BEGIN Provided records

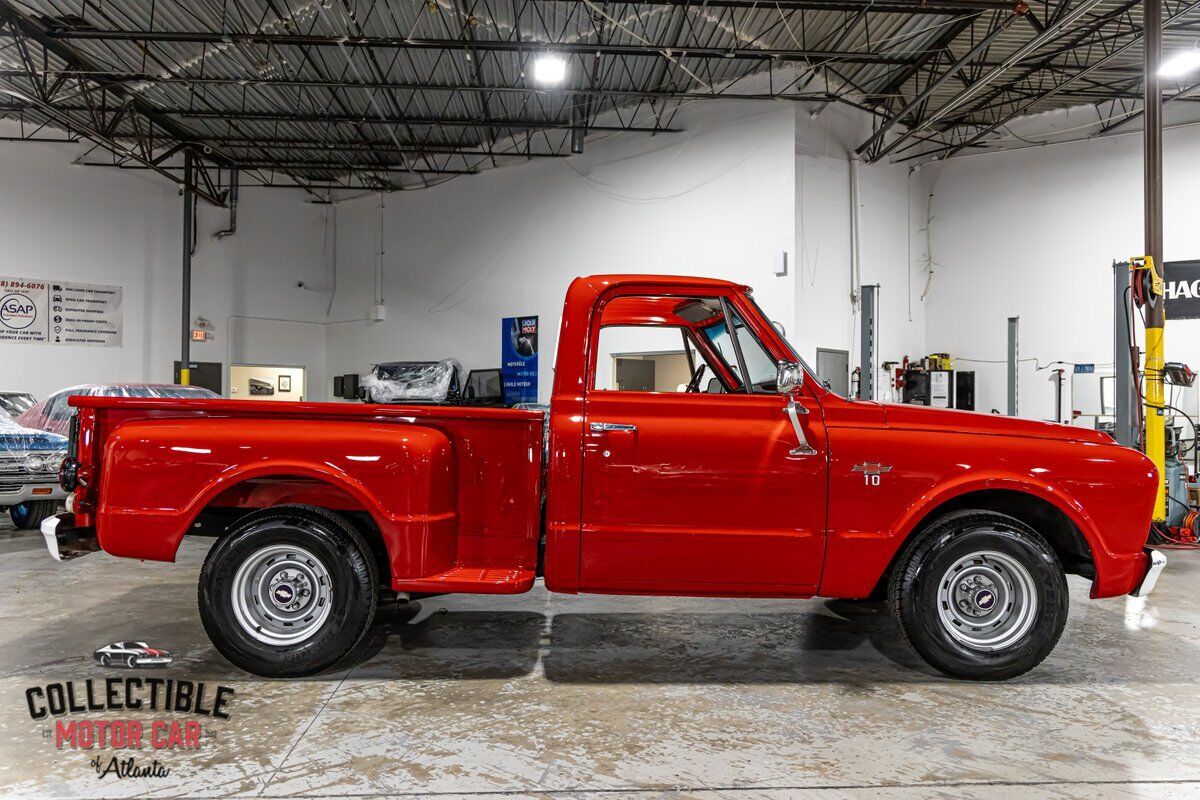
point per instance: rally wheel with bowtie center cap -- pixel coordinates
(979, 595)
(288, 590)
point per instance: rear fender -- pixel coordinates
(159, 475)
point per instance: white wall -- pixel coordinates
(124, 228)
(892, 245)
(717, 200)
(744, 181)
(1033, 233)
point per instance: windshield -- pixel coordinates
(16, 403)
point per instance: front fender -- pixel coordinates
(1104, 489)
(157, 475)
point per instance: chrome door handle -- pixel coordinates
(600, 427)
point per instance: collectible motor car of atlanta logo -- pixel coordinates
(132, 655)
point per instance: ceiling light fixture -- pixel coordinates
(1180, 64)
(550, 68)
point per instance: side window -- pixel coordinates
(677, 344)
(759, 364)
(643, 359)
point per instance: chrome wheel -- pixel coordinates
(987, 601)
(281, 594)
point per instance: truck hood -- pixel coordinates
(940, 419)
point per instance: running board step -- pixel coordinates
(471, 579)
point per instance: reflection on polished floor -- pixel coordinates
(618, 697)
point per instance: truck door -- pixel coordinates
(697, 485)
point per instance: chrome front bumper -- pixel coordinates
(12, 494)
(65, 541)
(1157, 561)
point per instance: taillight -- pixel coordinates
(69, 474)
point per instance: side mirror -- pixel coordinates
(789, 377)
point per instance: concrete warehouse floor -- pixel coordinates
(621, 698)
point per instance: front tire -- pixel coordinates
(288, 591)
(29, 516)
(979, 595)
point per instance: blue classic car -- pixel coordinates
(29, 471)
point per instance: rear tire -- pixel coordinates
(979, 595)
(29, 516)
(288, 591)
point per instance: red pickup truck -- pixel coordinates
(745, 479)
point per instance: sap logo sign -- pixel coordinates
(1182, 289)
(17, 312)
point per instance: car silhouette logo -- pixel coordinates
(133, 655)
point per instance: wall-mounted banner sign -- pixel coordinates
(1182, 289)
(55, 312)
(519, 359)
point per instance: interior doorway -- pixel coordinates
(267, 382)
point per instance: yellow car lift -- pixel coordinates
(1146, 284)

END Provided records
BEGIN Provided records

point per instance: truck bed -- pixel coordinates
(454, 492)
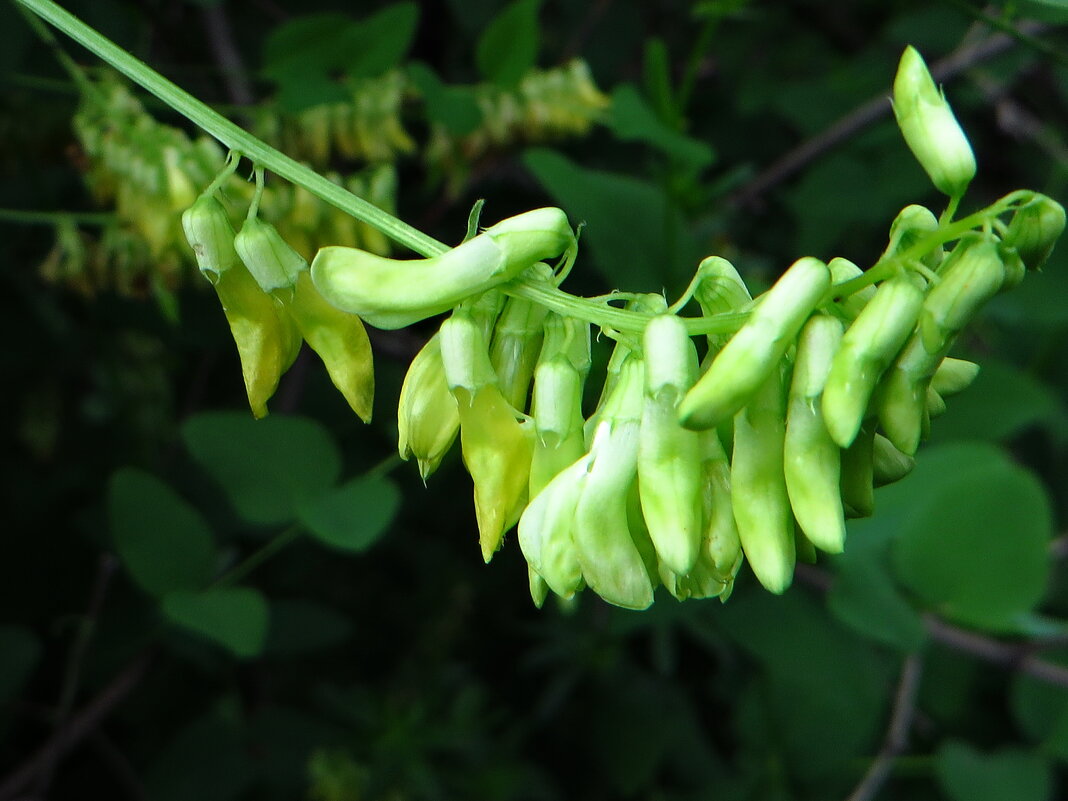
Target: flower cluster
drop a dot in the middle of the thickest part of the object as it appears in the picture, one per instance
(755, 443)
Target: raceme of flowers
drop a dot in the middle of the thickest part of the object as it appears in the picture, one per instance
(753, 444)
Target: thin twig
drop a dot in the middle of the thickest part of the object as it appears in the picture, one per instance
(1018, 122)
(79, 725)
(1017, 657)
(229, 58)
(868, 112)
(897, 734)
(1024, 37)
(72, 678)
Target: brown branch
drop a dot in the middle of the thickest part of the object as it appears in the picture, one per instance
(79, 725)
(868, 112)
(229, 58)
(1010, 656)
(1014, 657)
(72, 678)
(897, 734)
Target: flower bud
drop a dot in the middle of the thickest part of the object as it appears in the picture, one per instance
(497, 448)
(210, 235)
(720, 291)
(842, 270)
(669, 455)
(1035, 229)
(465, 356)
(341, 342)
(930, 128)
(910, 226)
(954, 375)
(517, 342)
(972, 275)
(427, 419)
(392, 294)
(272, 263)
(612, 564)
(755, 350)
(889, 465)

END Provided records

Copy the listing from the line containing "point per instance: blue" up to and including the line containing "(1146, 284)".

- _The response_:
point per instance: blue classic car -- pixel coordinates
(29, 471)
point per instance: rear tire -- pixel coordinates
(979, 595)
(29, 516)
(288, 591)
point per instance: red pickup truck -- pixel coordinates
(745, 479)
point per instance: sap logo sign -- pixel coordinates
(1182, 289)
(17, 312)
point per instance: car silhouette logo -- pixel coordinates
(133, 655)
point per instance: wall-mounted banner sign -- pixel coordinates
(1182, 289)
(55, 312)
(519, 359)
point per instance: interior doorway -- pixel coordinates
(267, 382)
point per instance: yellow car lift -- pixel coordinates
(1146, 284)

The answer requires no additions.